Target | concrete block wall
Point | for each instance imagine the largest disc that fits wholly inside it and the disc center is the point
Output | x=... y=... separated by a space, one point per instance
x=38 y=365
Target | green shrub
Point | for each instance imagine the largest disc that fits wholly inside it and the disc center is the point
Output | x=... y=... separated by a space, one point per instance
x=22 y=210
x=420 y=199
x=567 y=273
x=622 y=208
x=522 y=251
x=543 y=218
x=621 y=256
___
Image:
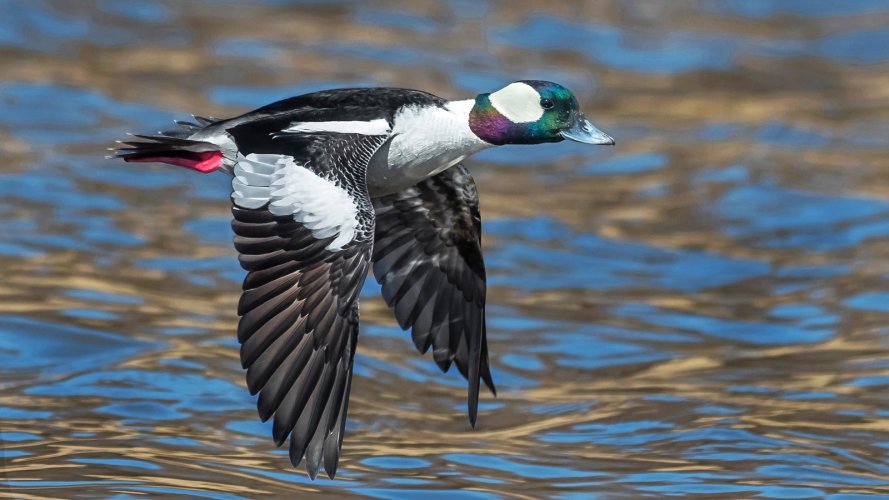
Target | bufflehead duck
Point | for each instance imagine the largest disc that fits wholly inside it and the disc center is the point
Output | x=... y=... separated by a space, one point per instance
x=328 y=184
___
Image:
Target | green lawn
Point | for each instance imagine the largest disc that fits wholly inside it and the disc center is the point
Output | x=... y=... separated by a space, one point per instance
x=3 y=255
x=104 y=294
___
EXERCISE DIRECTIONS: Wherever the string "Target" appears in the listing above, show the whole line.

FINISHED TASK:
Target | concrete block wall
Target | green shrub
Target | bufflehead duck
Target | green lawn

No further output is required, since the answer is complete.